**Exercise input:**
▼
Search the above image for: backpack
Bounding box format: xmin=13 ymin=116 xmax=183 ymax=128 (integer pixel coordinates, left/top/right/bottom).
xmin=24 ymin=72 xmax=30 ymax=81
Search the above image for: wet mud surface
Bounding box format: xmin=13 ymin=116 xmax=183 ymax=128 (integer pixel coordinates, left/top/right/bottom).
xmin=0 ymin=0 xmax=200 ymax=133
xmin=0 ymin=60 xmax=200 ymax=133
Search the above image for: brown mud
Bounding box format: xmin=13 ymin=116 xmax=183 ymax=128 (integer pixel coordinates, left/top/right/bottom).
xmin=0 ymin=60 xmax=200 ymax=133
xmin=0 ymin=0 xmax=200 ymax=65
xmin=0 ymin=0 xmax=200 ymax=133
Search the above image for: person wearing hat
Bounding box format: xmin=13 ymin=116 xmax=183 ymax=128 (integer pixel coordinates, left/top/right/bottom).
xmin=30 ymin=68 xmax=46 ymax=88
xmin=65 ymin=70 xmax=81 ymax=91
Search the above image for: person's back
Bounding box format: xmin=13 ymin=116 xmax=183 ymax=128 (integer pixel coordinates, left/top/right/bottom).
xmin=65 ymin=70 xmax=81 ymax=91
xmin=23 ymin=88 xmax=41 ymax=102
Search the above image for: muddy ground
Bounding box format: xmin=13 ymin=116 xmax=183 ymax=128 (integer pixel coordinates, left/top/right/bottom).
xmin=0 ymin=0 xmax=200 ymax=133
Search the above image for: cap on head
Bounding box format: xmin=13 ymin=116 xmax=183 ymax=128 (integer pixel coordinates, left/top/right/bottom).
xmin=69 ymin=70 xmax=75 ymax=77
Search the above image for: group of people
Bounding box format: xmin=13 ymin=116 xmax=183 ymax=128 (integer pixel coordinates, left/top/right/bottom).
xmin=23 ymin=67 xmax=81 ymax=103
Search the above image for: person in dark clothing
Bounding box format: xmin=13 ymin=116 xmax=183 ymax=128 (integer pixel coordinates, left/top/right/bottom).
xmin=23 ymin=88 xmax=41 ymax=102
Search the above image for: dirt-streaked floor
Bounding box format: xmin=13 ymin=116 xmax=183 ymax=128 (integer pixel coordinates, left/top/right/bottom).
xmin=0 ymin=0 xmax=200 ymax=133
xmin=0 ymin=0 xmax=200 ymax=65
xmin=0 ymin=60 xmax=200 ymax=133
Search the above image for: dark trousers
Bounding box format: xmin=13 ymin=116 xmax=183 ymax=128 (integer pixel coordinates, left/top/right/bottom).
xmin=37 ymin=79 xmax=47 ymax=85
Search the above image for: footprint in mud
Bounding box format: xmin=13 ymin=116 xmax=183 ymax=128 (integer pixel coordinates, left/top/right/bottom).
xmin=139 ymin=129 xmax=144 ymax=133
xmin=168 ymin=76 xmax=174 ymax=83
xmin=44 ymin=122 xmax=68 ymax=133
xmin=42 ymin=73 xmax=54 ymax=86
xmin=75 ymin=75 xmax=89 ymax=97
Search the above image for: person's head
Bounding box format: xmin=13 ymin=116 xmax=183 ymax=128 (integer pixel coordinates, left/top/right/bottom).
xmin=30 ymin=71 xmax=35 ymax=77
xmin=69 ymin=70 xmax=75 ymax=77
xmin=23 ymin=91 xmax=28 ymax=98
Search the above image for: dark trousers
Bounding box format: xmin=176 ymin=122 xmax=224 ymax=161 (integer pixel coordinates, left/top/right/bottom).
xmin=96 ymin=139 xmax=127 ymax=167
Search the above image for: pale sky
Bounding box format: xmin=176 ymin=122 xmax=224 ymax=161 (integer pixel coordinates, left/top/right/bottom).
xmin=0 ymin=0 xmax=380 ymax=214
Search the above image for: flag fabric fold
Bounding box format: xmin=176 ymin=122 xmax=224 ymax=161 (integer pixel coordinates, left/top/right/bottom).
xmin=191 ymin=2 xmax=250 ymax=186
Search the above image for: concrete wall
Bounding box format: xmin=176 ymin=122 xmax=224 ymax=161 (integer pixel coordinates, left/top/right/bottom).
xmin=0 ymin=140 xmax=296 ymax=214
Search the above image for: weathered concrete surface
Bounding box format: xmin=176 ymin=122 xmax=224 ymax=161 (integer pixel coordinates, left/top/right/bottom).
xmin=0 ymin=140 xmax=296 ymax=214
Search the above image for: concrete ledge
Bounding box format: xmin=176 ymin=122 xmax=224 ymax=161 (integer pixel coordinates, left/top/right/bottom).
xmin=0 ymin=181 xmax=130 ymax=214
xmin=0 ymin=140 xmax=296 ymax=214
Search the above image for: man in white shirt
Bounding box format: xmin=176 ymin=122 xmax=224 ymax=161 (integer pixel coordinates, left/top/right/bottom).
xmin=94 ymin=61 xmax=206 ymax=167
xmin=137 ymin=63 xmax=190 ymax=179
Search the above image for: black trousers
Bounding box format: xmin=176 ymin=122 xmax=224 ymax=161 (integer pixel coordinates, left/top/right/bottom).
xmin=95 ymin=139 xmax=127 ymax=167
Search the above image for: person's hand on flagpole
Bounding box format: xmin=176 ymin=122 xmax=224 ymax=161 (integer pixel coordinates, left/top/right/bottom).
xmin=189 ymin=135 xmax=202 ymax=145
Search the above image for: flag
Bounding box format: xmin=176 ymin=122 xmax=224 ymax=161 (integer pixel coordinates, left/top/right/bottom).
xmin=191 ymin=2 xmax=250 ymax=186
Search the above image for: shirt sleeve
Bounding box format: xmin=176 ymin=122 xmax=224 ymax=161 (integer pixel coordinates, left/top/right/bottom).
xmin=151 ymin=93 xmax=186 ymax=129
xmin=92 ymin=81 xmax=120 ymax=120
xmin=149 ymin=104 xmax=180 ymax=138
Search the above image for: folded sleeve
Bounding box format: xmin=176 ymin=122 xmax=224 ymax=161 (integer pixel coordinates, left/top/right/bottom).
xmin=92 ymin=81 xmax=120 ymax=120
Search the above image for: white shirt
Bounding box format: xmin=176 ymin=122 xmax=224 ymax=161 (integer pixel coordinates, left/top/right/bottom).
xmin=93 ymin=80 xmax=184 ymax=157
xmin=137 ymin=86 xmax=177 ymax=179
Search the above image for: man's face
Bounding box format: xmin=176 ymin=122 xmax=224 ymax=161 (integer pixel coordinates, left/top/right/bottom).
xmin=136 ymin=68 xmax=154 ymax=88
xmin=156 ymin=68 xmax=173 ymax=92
▲
**Exercise details:**
Switch "concrete" to "stone" in the stretch of material from the line containing "Search the above image for: weathered" through the line containing "xmin=189 ymin=135 xmax=202 ymax=145", and return only those lines with nothing else changed.

**Solution for this task:**
Search the above image for: weathered stone surface
Bounding box format: xmin=176 ymin=122 xmax=224 ymax=161 (integer pixel coordinates, left/top/right/bottom).
xmin=0 ymin=140 xmax=296 ymax=214
Search the above image for: stone ledge
Bounding box format: xmin=176 ymin=122 xmax=224 ymax=161 (integer pixel coordinates, left/top/right/bottom).
xmin=0 ymin=181 xmax=130 ymax=214
xmin=0 ymin=140 xmax=296 ymax=214
Search the above image for: man in white shirt
Bounding box format: xmin=176 ymin=122 xmax=224 ymax=161 (integer pixel coordinates, left/top/right/bottom).
xmin=94 ymin=61 xmax=206 ymax=167
xmin=137 ymin=63 xmax=190 ymax=179
Search the above image for: black trousers
Bounding box format: xmin=176 ymin=122 xmax=224 ymax=161 (integer pixel coordinates, left/top/right/bottom).
xmin=95 ymin=139 xmax=127 ymax=167
Search the above image for: person's hand on flagpole
Bounding box format: xmin=176 ymin=122 xmax=224 ymax=161 (integer pixel coordinates, left/top/right/bottom).
xmin=189 ymin=135 xmax=202 ymax=145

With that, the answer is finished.